Trecho selecionado:
· · · ·

Quem passa por Fábio Mello Fontes, de 85 anos, pela orla da praia de Santos talvez não imagine que ele tem uma profissão de alto risco: há 56 anos ele atua como prático nos portos do litoral paulista e já manobrou 3 mil navios. Atualmente Fontes, como é conhecido, é o presidente da Praticagem de São Paulo que atende os portos de Santos e São Sebastião.
Os práticos são responsáveis por “estacionar” os navios, auxiliando os comandantes das embarcações a entrar e sair dos portos. Eles embarcam por meio de uma lancha no navio em movimento, a partir de uma escada estendida na lateral da embarcação.O canal do Porto de Santos, o maior do hemisfério sul, é estreito e relativamente raso, com aproximadamente 15,50 metros de calado - que é a profundidade que um navio pode atingir.
A trajetória do prático mais velho em atividade começou profissionalmente em fevereiro de 1969, mas a paixão de Fontes pelo mundo marítimo começou ainda na infância. “Aos 10 anos eu já sentia uma atração indescritível pelos navios cargueiros em geral. Quando pela primeira vez vi navios passando na Ponta da Praia, perto da avenida, passeando com meu pai, nunca mais tive paz. Só pensava naquilo. Ao ficar um pouco maior, passei a ir sozinho, de bicicleta, ao mesmo lugar, para ficar vendo aqueles navios”, relembra o prático em entrevista ao iG Baixada Santista.
Em 1958 Fontes ingressou na Escola de Marinha Mercante do Rio de Janeiro, curso fundamental para ser oficial de náutica e para ser comandante de navio. “Embarquei no meu primeiro navio em janeiro de 1961. Nesses anos seguintes viajei quase que sem parar. Casei em outubro de 1961 e tive três filhos. Até 1968 me reparti entre a família e os navios, mas percebi que desejava permanecer mais perto da família, pois ficava muito ausente devido às longas e demoradas viagens”. Nesse momento Fontes se dedicou a outro processo seletivo e a uma nova profissão.

“Desembarquei e vim estudar na casa dos meus pais em Santos. Disciplina rígida e quinze horas de estudo todo dia, cronometradas. Todos os dias de abril de 1968 até o dia dez de janeiro de 1969, eu estudei quinze horas: sábados, domingos e feriados, Natal e Ano Novo”, conta. O esforço valeu a pena e Fontes foi aprovado em primeiro lugar para uma das quatro vagas disputadas por 600 candidatos. “Essa fase de preparação para enfrentar o Processo Seletivo da Marinha, foi o maior desafio, até hoje. Pelo imenso sacrifício, passei a dar muito valor à minha nova profissão: prático do porto de Santos”, completa.

· · · ·

O que fazer:
Com base no trecho sobre o prático Fábio Mello Fontes, responda, por favor:
1. Há quantos anos Fontes atua como prático?
2. Em que ano ele ingressou na Escola de Marinha Mercante do Rio de Janeiro?
3. Quantos candidatos disputaram as quatro vagas do processo seletivo em que ele foi aprovado?
Os dados abaixo provêm de outra fonte.

Dados fornecidos:
· · · ·

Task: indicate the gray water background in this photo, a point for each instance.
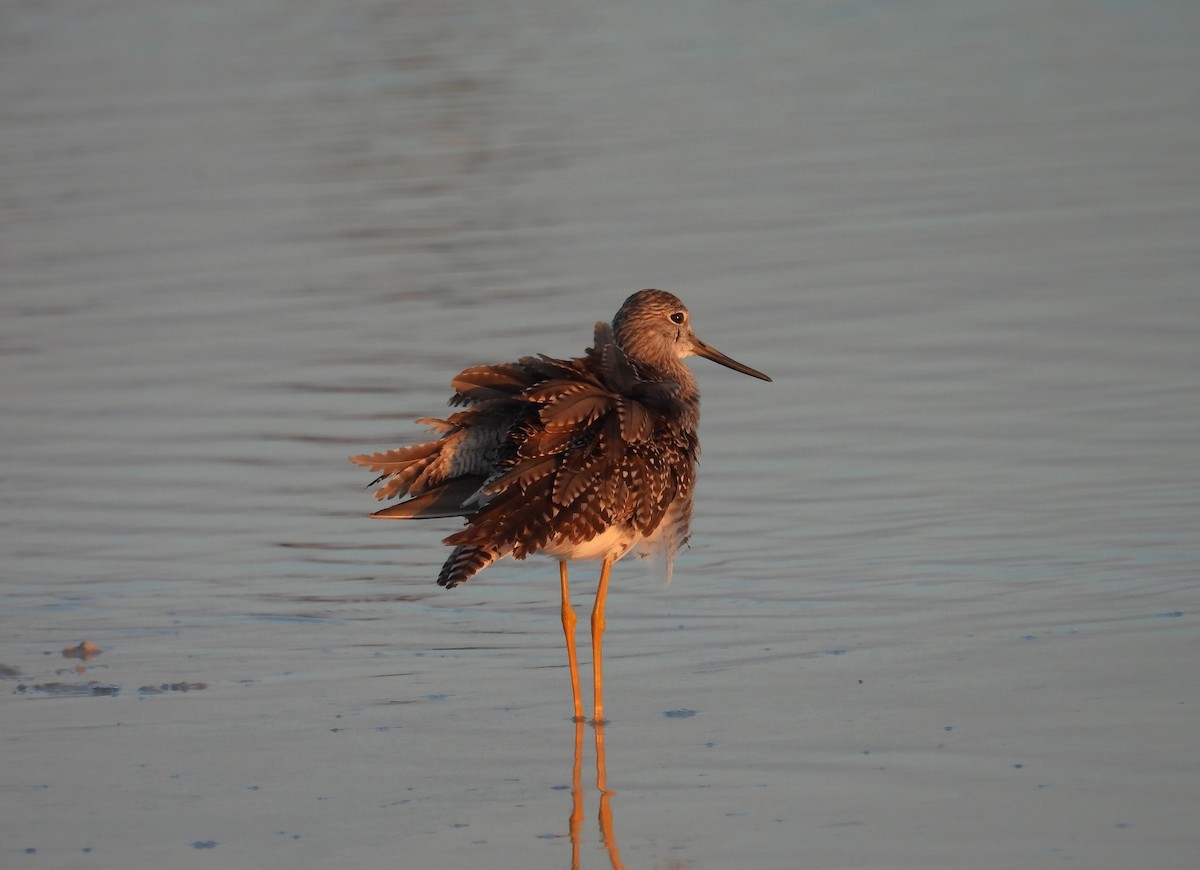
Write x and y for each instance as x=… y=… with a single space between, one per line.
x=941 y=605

· · · ·

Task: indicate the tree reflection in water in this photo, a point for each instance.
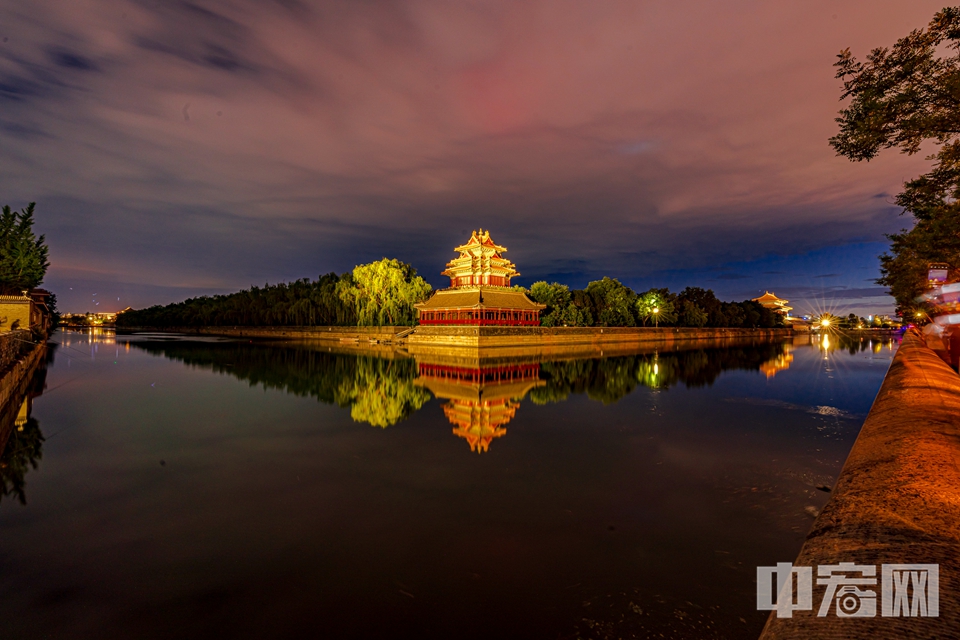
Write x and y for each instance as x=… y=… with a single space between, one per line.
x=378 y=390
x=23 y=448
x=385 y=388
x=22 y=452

· · · ·

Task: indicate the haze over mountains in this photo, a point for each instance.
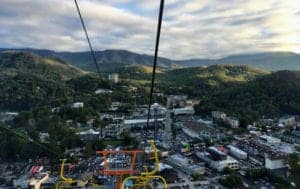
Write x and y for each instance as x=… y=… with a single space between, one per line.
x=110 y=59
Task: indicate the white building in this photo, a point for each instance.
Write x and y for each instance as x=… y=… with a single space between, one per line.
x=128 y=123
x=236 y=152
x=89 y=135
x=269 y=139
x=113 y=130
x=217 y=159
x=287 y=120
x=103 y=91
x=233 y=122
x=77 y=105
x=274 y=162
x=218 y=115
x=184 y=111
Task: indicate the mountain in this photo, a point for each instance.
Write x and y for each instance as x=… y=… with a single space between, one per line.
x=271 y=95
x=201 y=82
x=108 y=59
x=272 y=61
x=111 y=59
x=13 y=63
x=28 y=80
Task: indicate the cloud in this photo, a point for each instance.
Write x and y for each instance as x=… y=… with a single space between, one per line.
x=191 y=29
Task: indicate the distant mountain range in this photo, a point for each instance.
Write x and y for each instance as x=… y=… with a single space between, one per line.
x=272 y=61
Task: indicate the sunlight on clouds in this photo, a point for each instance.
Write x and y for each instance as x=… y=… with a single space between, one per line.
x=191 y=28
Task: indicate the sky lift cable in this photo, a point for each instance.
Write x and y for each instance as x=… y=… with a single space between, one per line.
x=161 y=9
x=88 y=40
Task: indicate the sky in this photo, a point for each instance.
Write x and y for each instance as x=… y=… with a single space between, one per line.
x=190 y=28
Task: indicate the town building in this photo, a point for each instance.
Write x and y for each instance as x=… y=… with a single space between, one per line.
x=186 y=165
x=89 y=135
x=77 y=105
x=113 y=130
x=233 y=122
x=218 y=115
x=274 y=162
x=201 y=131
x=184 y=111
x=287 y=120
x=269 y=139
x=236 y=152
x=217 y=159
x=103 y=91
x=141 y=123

· · · ·

Resultado da tarefa:
1. Há 56 anos.
2. Em 1958.
3. 600 candidatos.